## TASKS FOR THIS EXERCISE:
- a) Translate into Spanish the following sentence from the stock option terms below: "In the event that your employment terminates due to your death or Disability, the last day on which any vested Options may be exercised shall be the earlier of (i) the Expiration Date, or (ii) the fifth anniversary of your death or Disability."
- b) Extend the stock option terms below, beginning immediately after their final sentence.

=== TEXT SECTION ===

Subject to Section 5 below, if you are continuously employed by the Company or
any of its affiliates (collectively, the "COACH COMPANIES") from the Grant Date
until (a) August 22, 2009, this Option will vest with respect to 25% of the
Option Shares as of such date, (b) August 22, 2010, this Option will vest with
respect to an additional 25% of the Option Shares as of such date, and (c)
August 22, 2011, this Option will vest with respect to the remaining 50% of the
Option Shares as of such date.



      5. TERMINATION OF EMPLOYMENT.

            (a) DEATH OR DISABILITY. If you cease active employment with the
      Company because of your death or "DISABILITY" (as defined in the
      Employment Agreement), any portion of this Option that is not vested and
      exercisable as of the date of such termination shall thereupon be
      forfeited; provided, that in the alternative the Human Resources and
      Corporate Governance Committee (the "COMMITTEE") of the Company's Board of
      Directors may, in its sole discretion, cause all or any portion of this
      Option then held by you to become vested and exercisable effective as of
      the date of such termination. In the event that your employment terminates
      due to your death or Disability, the last day on which any vested Options
      may be exercised shall be the earlier of (i) the Expiration Date, or (ii)
      the fifth anniversary of your death or Disability.

            (b) TERMINATION WITHOUT CAUSE OR FOR GOOD REASON. Except as
      otherwise provided in Section 5(d) with respect to certain terminations of
      employment in connection with a Change in Control, if your employment is
      terminated by the Company without "CAUSE" (as defined in the Employment
      Agreement) or by you for "GOOD REASON" (as defined in the Employment
      Agreement), then (i) any portion of this Option that is not vested and
      exercisable as of the date of such termination shall continue to become
      exercisable as of the dates set forth in Section 4 and (ii) the last day
      on which this Option may be exercised shall be the Expiration Date.

=== STORED DATA ===

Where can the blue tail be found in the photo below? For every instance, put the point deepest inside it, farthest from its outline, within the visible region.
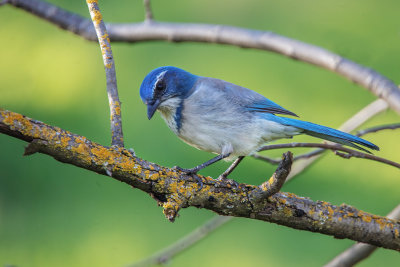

===

## OUTPUTS FOR THE TASKS:
- a) En caso de que su empleo termine debido a su fallecimiento o Discapacidad, el último día en que podrán ejercerse las Opciones consolidadas será el que ocurra primero entre (i) la Fecha de Vencimiento y (ii) el quinto aniversario de su fallecimiento o Discapacidad.

- b)
            (c) TERMINATION FOR CAUSE OR WITHOUT GOOD REASON. If your employment
      is terminated by the Company for Cause or by you without Good Reason
      (including without limitation by reason of your retirement), then (i) any
      portion of this Option that is not vested and exercisable as of the date
      of such termination shall thereupon be forfeited and (ii) the vested
      portion of this Option shall terminate (A) if your employment is
      terminated by the Company for Cause, then this Option shall terminate on
      the date your employment terminates, (B) if your employment is terminated
      by you without Good Reason (including without limitation by reason of your
      retirement) prior to August 22, 2011, then this Option shall terminate on
      the earlier of (x) the Expiration Date, or (y) the 90th day following the
      date of your termination of employment, or (C) if your employment is
      terminated by you without Good Reason (including without limitation by
      reason of your retirement) on or following August 22, 2011, then this
      Option shall terminate on the Expiration Date.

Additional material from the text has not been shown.